═════ SOURCE DATA ═════

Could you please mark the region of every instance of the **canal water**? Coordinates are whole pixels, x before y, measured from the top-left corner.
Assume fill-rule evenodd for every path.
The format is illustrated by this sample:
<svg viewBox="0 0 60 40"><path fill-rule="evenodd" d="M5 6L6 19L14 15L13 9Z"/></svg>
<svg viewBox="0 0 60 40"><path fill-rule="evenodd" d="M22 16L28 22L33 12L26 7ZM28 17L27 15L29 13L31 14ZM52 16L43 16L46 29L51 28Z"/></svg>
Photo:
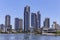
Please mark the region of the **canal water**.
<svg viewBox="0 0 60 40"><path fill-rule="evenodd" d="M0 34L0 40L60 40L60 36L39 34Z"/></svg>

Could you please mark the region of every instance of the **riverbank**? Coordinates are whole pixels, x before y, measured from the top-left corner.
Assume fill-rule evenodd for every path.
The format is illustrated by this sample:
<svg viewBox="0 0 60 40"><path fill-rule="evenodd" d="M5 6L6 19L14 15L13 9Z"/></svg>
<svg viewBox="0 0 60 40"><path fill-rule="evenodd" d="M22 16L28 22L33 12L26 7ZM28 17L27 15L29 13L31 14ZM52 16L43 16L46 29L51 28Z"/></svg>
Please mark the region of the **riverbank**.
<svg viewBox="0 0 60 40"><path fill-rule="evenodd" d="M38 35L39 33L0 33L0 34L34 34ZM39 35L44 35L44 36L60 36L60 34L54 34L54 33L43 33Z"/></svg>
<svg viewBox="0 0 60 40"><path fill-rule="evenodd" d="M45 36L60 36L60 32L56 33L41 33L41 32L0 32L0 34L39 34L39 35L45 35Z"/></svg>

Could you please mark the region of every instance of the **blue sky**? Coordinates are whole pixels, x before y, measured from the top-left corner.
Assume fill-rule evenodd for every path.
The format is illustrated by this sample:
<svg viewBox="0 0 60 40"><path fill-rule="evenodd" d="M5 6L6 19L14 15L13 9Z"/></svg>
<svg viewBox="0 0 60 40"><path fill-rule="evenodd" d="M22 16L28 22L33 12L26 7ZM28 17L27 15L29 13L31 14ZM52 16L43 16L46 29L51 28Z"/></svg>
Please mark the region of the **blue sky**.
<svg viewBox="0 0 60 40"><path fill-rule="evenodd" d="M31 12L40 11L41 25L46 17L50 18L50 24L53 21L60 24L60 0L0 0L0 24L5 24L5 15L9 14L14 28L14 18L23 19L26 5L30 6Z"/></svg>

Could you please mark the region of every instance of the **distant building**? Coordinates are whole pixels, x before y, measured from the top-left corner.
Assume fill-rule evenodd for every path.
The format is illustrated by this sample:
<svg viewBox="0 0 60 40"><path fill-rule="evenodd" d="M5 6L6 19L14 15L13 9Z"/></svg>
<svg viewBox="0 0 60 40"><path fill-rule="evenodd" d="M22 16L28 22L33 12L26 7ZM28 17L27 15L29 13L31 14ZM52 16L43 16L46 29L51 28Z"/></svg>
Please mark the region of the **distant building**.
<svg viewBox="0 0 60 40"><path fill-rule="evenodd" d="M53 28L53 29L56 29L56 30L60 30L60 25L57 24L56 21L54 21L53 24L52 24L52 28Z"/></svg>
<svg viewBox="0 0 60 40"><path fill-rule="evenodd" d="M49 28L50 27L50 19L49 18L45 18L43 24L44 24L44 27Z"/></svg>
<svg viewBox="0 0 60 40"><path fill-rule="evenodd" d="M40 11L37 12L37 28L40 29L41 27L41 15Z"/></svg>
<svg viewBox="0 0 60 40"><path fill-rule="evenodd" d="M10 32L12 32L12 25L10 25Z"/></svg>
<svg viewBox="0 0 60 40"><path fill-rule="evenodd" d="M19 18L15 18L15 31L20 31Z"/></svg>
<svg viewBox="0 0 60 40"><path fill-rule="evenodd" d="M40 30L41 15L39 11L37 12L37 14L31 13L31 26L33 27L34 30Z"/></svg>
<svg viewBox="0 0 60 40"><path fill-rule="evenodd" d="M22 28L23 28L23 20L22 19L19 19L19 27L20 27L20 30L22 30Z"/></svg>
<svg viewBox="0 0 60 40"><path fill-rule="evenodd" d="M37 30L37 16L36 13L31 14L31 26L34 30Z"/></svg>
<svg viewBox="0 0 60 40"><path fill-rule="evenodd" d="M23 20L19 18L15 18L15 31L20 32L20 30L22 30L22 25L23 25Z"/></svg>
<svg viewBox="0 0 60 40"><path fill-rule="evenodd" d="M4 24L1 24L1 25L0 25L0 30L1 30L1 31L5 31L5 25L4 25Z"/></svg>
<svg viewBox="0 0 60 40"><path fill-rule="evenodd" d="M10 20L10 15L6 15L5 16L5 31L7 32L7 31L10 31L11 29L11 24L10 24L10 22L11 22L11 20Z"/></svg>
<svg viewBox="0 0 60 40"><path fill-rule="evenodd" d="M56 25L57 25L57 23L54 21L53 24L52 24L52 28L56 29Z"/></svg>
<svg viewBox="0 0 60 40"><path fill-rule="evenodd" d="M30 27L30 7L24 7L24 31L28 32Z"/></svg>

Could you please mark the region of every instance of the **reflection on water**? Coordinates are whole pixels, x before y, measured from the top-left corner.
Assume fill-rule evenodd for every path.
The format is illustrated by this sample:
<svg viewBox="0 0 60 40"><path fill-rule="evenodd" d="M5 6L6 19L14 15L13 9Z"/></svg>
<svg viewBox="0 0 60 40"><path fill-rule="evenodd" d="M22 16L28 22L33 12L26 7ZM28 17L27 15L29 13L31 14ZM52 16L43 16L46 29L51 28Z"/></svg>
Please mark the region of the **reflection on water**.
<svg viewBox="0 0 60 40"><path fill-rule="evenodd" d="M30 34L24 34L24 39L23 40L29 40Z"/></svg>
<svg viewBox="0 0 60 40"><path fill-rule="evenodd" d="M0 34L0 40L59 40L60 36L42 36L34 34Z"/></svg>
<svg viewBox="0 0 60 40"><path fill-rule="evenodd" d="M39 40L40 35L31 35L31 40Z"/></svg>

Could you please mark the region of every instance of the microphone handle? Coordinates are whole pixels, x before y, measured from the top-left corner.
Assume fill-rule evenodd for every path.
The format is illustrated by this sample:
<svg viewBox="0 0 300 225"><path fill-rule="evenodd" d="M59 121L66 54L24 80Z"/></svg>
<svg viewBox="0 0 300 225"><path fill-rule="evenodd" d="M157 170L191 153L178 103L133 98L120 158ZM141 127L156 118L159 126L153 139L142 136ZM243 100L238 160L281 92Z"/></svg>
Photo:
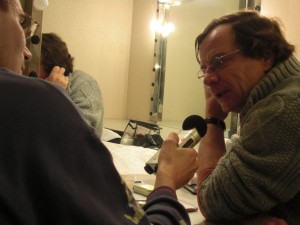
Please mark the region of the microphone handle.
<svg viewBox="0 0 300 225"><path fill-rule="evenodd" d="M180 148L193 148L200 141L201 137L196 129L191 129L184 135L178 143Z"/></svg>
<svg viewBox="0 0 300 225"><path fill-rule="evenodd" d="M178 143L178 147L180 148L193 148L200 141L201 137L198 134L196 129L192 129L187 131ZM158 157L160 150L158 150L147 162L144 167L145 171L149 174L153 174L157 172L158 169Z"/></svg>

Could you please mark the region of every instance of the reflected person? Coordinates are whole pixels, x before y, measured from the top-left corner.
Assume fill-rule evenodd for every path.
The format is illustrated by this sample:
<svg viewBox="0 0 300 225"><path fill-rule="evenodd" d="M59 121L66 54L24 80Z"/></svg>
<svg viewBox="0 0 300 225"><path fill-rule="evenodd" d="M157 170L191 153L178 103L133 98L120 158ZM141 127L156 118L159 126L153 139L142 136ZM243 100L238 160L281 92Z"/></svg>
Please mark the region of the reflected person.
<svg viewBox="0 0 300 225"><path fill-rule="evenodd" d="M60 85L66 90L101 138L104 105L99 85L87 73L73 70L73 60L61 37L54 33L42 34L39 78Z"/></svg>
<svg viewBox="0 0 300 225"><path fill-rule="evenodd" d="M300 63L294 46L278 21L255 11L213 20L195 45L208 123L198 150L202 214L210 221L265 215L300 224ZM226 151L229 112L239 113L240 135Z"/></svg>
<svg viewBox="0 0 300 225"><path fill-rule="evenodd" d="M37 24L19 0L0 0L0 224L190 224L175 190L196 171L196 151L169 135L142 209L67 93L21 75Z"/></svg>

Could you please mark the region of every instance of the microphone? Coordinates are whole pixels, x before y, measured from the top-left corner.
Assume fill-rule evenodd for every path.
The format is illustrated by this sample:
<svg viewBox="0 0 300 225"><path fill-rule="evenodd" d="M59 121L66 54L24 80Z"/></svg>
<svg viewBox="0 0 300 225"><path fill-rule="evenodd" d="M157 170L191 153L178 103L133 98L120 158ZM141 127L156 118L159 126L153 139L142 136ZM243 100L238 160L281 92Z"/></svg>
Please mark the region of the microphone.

═════

TASK DETAILS:
Where a line of the material above holds the string "corner", copy that line.

EXERCISE RESULT:
Could you please mark the region of every instance of the **canal water**? Coordinates are whole pixels, x before y, measured from the top-left corner.
Could you please mark the region of every instance of the **riverbank**? Coordinates are whole pixels, x before y, measured from the top-left corner.
Could you please mark the region of every instance of the **blue sky**? Coordinates are whole pixels, x before y, measured from the top-left corner.
Could you please mark the region of every instance of the **distant building**? Coordinates are whole pixels, x before y, measured from the top-left corner.
Could you please mark the region of every instance of the **reflection on water**? Coordinates are whole pixels, x before y, measured from the top-left corner.
Could you please mark the region of every instance of the microphone handle? Coordinates are whole pixels, x before y, measured from the top-left corner.
Could you please mark the region of every instance of the reflected person? Coordinates are whole pixels, x before y, measured from the top-left corner.
Could you please mark the region of every instance of the microphone? Coordinates are whole pixels, x before y, measured from the top-left corner.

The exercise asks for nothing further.